> [Passage provided]
-------
Nano-pollution is real, warns Madhu

A biologist in Chandigarh who studies the darker shades of nanotechnology shares her thoughts on her scientific life and raising a child in one.
By | Published on May 4, 2018
WHO?  Madhu Khatri, 36
WHAT? Nanotoxicologist
WHERE?  Panjab University, Chandigarh

“Air pollution” conjures up images of thick black clouds cloaking city skylines, exhausts bellowing gases and citizens wearing facemasks to walk on the street. While this is very much a reality right now, in the future we may be threatened by pollutants that are invisible to the naked eye – pollutants so small that a thousand of them stacked together would still be thinner than a human hair. How do we protect ourselves from what we can’t see?

Luckily, researchers like Madhu Khatri are looking out for us. A biologist and Assistant Professor at Panjab University in Chandigarh, she studies nanoparticles and their toxic effects on biological systems. Nanoparticles are molecules that have at least one dimension measuring between 1 and 100 nanometers (1 nm is a billionth of a meter). In recent times, their applications have been booming, and the field of nanotechnology is being probed for solutions to all sorts of problems ranging from drug delivery and water filtration to space elevators and (of course) better TVs. But along with the promise of unthinkable innovation comes certain worries. As thousands upon thousands of new nanomaterials enter the market, we remain relatively ignorant about their effects on humans and ecological systems. This is where Madhu’s research comes in.

A researcher in the field of nanotoxicology, Madhu studies these substances to get a better idea of the hazards of being exposed to them.

A hidden danger

The reason they can be dangerous, remarked Madhu, is that the size of these particles is roughly the same size as DNA, viruses and other small biomolecules. The similarity in size means that they could disrupt or interfere in biochemical systems very effectively. Such particles can enter the body through various means including the skin, but the most common is through inhalation. Too small for the nostrils to filter out, they can land up in the nose, throat, or even deep in the lungs. Their presence and inability to be discarded by the body’s immune cells leads to a condition called ‘frustrated phagocytosis’, which results in chronic inflammation in these tissues.

Microscope image of cells undergoing frustrated phagocytosis (being unable to dispose of nanomaterials), due to (A) multi-walled carbon nanotubes and (B) long fiber amosite asbestos. Scale bar is on the bottom right of each image. Images courtesy of Matthew Boyles, Lesley Young, and Vicki Stone.

Another reason they can cause havoc is their ease of movement. They can translocate from the lungs, through the blood to many other organs. Indeed, in her animal studies, Madhu detected these nanoparticles in the heart, liver, and urine.

The main focus of Madhu’s lab these days is on perfecting a method to test the toxicity of nanoparticles using zebrafish as a model organism. She exposes a set of zebrafish embryos to different doses of the nanoparticles and then compares the effects of increasing concentrations on the fish’s growth. She checks for developmental abnormalities, changes in reproductive ability, and even how it affects their offspring. Madhu pointed out that the graduality of exposure is important for her experimental conditions because it mimics reality. In natural environments, people are usually exposed to low concentrations over a long period of time rather than large acute doses.
-------
> [Work instruction A] In the article on nanotoxicology, what model organism does Madhu's lab use to test the toxicity of nanoparticles?
> [Work instruction B] Repeat word for word the part of the nanotoxicology article that opens with the words containing "A researcher in" and closes with "in these tissues.".
-------
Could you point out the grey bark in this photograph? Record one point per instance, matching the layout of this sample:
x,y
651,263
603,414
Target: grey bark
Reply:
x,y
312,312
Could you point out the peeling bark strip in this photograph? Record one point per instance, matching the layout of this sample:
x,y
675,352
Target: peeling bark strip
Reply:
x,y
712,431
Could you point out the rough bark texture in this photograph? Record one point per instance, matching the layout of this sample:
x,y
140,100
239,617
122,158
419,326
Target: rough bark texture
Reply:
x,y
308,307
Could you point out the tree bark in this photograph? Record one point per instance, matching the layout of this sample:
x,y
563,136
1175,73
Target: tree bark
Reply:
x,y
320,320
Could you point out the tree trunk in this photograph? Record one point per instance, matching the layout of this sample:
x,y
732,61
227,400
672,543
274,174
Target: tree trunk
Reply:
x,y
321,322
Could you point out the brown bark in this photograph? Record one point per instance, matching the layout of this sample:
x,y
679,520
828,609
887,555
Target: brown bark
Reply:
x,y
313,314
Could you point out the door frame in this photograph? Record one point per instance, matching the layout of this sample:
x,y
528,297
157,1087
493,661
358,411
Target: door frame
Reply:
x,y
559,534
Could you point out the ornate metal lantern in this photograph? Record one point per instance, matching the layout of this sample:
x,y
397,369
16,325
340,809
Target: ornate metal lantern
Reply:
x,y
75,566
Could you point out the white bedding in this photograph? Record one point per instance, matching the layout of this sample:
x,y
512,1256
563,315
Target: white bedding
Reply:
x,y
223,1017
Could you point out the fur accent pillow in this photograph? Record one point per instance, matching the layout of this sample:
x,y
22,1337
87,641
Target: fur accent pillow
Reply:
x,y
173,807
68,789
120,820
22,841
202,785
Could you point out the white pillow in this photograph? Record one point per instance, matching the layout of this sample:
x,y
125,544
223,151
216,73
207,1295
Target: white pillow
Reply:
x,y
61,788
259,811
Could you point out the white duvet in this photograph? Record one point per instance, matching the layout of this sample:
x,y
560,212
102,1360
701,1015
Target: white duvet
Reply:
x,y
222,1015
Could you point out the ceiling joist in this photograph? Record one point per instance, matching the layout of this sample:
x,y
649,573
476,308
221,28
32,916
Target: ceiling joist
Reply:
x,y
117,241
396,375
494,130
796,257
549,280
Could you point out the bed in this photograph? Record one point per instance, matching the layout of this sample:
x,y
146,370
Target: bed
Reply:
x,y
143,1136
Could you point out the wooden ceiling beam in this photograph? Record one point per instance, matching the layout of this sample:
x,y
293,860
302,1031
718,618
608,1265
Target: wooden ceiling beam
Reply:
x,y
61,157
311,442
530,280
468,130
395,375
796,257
-------
> [Written answer A] Zebrafish

> [Written answer B]
A researcher in the field of nanotoxicology, Madhu studies these substances to get a better idea of the hazards of being exposed to them.

A hidden danger

The reason they can be dangerous, remarked Madhu, is that the size of these particles is roughly the same size as DNA, viruses and other small biomolecules. The similarity in size means that they could disrupt or interfere in biochemical systems very effectively. Such particles can enter the body through various means including the skin, but the most common is through inhalation. Too small for the nostrils to filter out, they can land up in the nose, throat, or even deep in the lungs. Their presence and inability to be discarded by the body’s immune cells leads to a condition called ‘frustrated phagocytosis’, which results in chronic inflammation in these tissues.